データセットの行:

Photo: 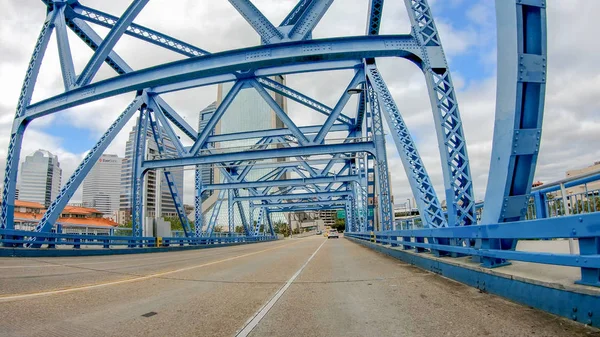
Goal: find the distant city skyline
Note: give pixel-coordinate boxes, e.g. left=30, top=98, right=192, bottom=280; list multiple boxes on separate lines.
left=18, top=149, right=62, bottom=207
left=117, top=115, right=183, bottom=223
left=82, top=154, right=123, bottom=219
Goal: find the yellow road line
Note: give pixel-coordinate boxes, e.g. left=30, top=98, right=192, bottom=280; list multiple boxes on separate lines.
left=0, top=241, right=300, bottom=302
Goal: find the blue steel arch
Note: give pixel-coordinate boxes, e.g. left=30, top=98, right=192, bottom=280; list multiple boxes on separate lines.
left=0, top=0, right=545, bottom=243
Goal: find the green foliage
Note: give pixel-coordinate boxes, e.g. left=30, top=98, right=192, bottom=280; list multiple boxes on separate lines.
left=273, top=221, right=290, bottom=237
left=331, top=217, right=346, bottom=232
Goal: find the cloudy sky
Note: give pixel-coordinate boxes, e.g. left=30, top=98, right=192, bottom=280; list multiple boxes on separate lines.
left=0, top=0, right=600, bottom=204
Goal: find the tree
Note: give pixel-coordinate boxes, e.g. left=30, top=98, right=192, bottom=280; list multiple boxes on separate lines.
left=273, top=221, right=290, bottom=237
left=331, top=214, right=346, bottom=232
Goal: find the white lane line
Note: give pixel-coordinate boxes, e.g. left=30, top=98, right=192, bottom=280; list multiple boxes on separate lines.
left=235, top=236, right=327, bottom=337
left=0, top=242, right=253, bottom=269
left=0, top=242, right=297, bottom=303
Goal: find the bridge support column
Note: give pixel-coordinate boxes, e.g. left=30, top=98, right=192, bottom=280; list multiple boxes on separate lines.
left=575, top=237, right=600, bottom=287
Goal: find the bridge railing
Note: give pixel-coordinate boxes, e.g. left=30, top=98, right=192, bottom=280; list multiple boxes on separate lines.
left=0, top=230, right=277, bottom=249
left=345, top=213, right=600, bottom=286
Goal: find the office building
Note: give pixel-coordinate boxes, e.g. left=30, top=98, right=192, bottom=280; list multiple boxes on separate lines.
left=82, top=154, right=123, bottom=219
left=19, top=150, right=62, bottom=207
left=213, top=75, right=287, bottom=228
left=117, top=119, right=183, bottom=223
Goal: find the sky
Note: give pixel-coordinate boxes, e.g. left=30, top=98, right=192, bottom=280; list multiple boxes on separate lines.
left=0, top=0, right=600, bottom=204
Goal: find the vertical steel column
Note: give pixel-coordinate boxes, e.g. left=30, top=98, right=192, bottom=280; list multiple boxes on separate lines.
left=146, top=110, right=192, bottom=237
left=131, top=105, right=148, bottom=237
left=405, top=0, right=477, bottom=226
left=481, top=0, right=547, bottom=267
left=0, top=10, right=57, bottom=229
left=365, top=107, right=376, bottom=231
left=368, top=86, right=394, bottom=231
left=227, top=190, right=235, bottom=234
left=194, top=165, right=204, bottom=238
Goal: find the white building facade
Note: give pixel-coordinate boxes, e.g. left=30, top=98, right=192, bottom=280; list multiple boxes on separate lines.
left=82, top=154, right=123, bottom=220
left=117, top=119, right=183, bottom=223
left=19, top=150, right=62, bottom=207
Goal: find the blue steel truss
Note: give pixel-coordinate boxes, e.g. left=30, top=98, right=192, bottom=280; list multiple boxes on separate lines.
left=0, top=0, right=600, bottom=292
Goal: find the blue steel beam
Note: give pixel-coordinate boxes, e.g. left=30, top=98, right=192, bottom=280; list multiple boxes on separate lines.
left=0, top=7, right=58, bottom=229
left=229, top=0, right=283, bottom=44
left=190, top=81, right=244, bottom=155
left=481, top=0, right=547, bottom=224
left=250, top=80, right=310, bottom=145
left=76, top=0, right=149, bottom=86
left=477, top=0, right=548, bottom=268
left=68, top=3, right=209, bottom=57
left=260, top=199, right=348, bottom=210
left=257, top=77, right=354, bottom=125
left=54, top=3, right=76, bottom=91
left=147, top=110, right=192, bottom=237
left=194, top=165, right=204, bottom=237
left=143, top=142, right=373, bottom=170
left=130, top=107, right=149, bottom=237
left=279, top=0, right=312, bottom=27
left=366, top=65, right=447, bottom=227
left=369, top=81, right=394, bottom=231
left=25, top=35, right=422, bottom=120
left=205, top=190, right=227, bottom=236
left=233, top=189, right=250, bottom=235
left=148, top=96, right=187, bottom=157
left=204, top=175, right=358, bottom=191
left=313, top=69, right=365, bottom=144
left=234, top=191, right=350, bottom=201
left=405, top=0, right=477, bottom=226
left=367, top=0, right=383, bottom=35
left=206, top=124, right=350, bottom=143
left=288, top=0, right=333, bottom=41
left=269, top=205, right=346, bottom=213
left=35, top=95, right=146, bottom=232
left=67, top=19, right=197, bottom=141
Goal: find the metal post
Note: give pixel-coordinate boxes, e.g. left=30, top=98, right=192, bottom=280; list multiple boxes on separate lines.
left=560, top=183, right=575, bottom=254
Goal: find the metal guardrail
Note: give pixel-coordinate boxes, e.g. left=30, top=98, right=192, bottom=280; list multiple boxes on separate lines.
left=0, top=230, right=277, bottom=249
left=345, top=213, right=600, bottom=287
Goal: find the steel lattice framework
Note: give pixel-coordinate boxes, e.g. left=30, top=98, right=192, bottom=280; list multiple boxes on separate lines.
left=0, top=0, right=546, bottom=263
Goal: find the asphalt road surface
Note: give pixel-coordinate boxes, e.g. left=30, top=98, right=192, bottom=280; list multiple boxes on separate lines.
left=0, top=236, right=600, bottom=337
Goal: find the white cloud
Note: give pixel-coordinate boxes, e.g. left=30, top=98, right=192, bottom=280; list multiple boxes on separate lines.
left=0, top=0, right=600, bottom=215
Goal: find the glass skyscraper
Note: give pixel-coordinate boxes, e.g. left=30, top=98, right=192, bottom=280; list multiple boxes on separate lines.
left=18, top=150, right=62, bottom=207
left=118, top=118, right=183, bottom=223
left=214, top=75, right=287, bottom=228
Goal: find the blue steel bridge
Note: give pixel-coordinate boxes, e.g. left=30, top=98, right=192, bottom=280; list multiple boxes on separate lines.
left=0, top=0, right=600, bottom=336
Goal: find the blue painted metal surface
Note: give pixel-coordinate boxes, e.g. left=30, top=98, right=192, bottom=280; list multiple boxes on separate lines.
left=0, top=0, right=600, bottom=322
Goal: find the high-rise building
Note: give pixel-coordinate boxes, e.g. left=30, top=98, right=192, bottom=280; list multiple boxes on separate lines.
left=117, top=119, right=183, bottom=223
left=82, top=154, right=123, bottom=219
left=213, top=75, right=287, bottom=228
left=19, top=150, right=62, bottom=207
left=198, top=101, right=217, bottom=202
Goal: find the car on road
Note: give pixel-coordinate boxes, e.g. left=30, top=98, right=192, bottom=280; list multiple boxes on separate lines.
left=327, top=230, right=340, bottom=239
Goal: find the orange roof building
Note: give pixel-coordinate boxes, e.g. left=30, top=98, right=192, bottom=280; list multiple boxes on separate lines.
left=6, top=200, right=119, bottom=228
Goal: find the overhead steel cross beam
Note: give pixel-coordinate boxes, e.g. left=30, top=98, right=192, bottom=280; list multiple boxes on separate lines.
left=142, top=142, right=373, bottom=170
left=204, top=175, right=358, bottom=190
left=405, top=0, right=477, bottom=226
left=67, top=3, right=209, bottom=57
left=366, top=64, right=447, bottom=227
left=76, top=0, right=149, bottom=86
left=24, top=35, right=422, bottom=120
left=234, top=191, right=351, bottom=201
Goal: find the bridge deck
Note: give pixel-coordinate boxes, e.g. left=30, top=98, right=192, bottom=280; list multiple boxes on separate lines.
left=0, top=237, right=597, bottom=336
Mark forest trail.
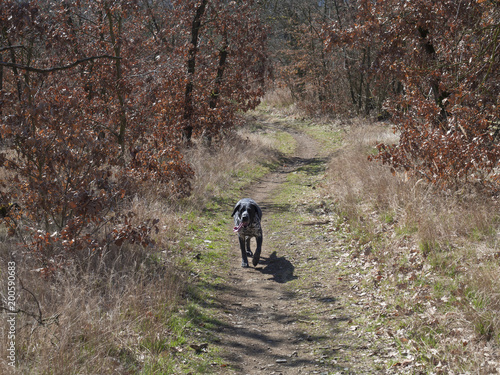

▶ 課題の内容:
「Goal: find the blue steel bridge」を含む行から「left=6, top=200, right=119, bottom=228」を含む行までを、両端の行も含めて一字一句変えずに書き出してください。

▶ この課題の解答:
Goal: find the blue steel bridge
Note: give pixel-coordinate boxes, e.g. left=30, top=98, right=192, bottom=280; list multiple boxes on separate lines.
left=0, top=0, right=600, bottom=336
Goal: find the blue painted metal surface
Note: give pixel-coordinate boxes, e.g. left=30, top=98, right=192, bottom=280; list multiple boxes on separate lines.
left=0, top=0, right=600, bottom=322
Goal: find the high-rise building
Note: give pixel-coordinate boxes, e.g. left=30, top=98, right=192, bottom=280; list multiple boxes on separate lines.
left=117, top=119, right=183, bottom=223
left=82, top=154, right=123, bottom=219
left=213, top=75, right=287, bottom=228
left=19, top=150, right=62, bottom=207
left=198, top=101, right=217, bottom=202
Goal: find the car on road
Note: give pixel-coordinate boxes, e.g. left=30, top=98, right=192, bottom=280; list multiple boxes on separate lines.
left=327, top=230, right=340, bottom=239
Goal: find the orange roof building
Note: give pixel-coordinate boxes, e.g. left=30, top=98, right=192, bottom=280; list multiple boxes on separate lines.
left=6, top=200, right=119, bottom=228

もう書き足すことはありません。